What the exercise asks
The answer must be every entry, retyped without a single difference.

Supplied material
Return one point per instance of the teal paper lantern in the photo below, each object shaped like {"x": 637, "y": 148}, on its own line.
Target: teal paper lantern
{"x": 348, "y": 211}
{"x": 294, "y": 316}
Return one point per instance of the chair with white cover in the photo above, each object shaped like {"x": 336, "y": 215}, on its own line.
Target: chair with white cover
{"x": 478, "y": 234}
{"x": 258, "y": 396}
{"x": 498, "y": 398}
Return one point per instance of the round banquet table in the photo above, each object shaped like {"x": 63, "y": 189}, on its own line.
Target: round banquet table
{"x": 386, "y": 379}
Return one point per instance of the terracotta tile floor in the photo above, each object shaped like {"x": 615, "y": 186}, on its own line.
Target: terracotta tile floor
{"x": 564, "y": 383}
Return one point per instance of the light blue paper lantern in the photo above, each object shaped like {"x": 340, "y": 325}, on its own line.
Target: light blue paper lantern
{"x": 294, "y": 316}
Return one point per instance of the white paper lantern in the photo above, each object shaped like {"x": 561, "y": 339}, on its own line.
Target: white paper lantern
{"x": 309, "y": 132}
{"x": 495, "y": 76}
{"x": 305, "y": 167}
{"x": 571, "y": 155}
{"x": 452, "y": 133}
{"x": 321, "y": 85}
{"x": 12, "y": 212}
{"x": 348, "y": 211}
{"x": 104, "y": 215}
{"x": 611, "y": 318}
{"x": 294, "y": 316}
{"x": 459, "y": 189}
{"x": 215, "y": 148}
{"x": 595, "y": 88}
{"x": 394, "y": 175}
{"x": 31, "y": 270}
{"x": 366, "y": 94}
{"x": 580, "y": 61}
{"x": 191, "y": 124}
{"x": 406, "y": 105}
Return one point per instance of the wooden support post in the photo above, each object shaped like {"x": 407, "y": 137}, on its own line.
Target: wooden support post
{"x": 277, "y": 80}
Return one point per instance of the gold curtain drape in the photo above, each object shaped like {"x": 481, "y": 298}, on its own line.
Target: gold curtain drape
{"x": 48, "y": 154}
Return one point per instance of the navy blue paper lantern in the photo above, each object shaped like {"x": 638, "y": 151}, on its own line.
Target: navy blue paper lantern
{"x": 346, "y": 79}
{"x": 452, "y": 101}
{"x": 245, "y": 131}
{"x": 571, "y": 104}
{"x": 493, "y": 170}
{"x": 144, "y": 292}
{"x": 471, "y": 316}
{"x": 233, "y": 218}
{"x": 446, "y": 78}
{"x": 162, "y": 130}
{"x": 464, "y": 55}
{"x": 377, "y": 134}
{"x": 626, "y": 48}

Output below
Return one point per instance of the teal paper lantern in the photo below, each object shaped like {"x": 637, "y": 148}, on its own line.
Target: teal paper lantern
{"x": 348, "y": 211}
{"x": 294, "y": 316}
Return one point per instance of the chair with white cover in the photo above, each object shaped like {"x": 336, "y": 215}, on its own line.
Target: chair with white cover
{"x": 478, "y": 234}
{"x": 258, "y": 396}
{"x": 498, "y": 398}
Return one point per instance of the round banquet table in the photo above, each object shaped like {"x": 63, "y": 189}, on its own line.
Target: round banquet table
{"x": 386, "y": 379}
Return one point per instance of the terracotta tile floor in the photo above, each object shaped like {"x": 615, "y": 186}, on its own line.
Target: terracotta tile floor
{"x": 564, "y": 383}
Return one point per instance of the light blue paper lantern in the photo above, each object shaped like {"x": 340, "y": 325}, on its own line.
Target: light blue paper lantern
{"x": 294, "y": 316}
Return one point per instance of the white paper lantern in the photo above, each object shaped like {"x": 561, "y": 339}, on its own line.
Target: white paper lantern
{"x": 309, "y": 132}
{"x": 495, "y": 76}
{"x": 305, "y": 167}
{"x": 571, "y": 155}
{"x": 452, "y": 133}
{"x": 321, "y": 85}
{"x": 12, "y": 212}
{"x": 348, "y": 211}
{"x": 104, "y": 215}
{"x": 611, "y": 318}
{"x": 294, "y": 316}
{"x": 459, "y": 189}
{"x": 215, "y": 148}
{"x": 595, "y": 88}
{"x": 394, "y": 175}
{"x": 31, "y": 270}
{"x": 366, "y": 94}
{"x": 580, "y": 61}
{"x": 191, "y": 124}
{"x": 406, "y": 105}
Return one point per instance of the wooden support post in the photo above, each object shaped like {"x": 407, "y": 137}, on its own line.
Target: wooden support post
{"x": 277, "y": 80}
Return one point per instance of the gold curtain drape in the photo above, each object shaped like {"x": 481, "y": 298}, on its own line.
Target: gold curtain drape
{"x": 48, "y": 154}
Return one point per instance of the navy blue paper lantern in the photo above, each object shaped like {"x": 638, "y": 151}, on its own line.
Target: navy blue paper lantern
{"x": 346, "y": 79}
{"x": 452, "y": 101}
{"x": 245, "y": 131}
{"x": 571, "y": 104}
{"x": 493, "y": 170}
{"x": 144, "y": 292}
{"x": 471, "y": 316}
{"x": 233, "y": 218}
{"x": 446, "y": 78}
{"x": 162, "y": 130}
{"x": 464, "y": 55}
{"x": 377, "y": 134}
{"x": 626, "y": 48}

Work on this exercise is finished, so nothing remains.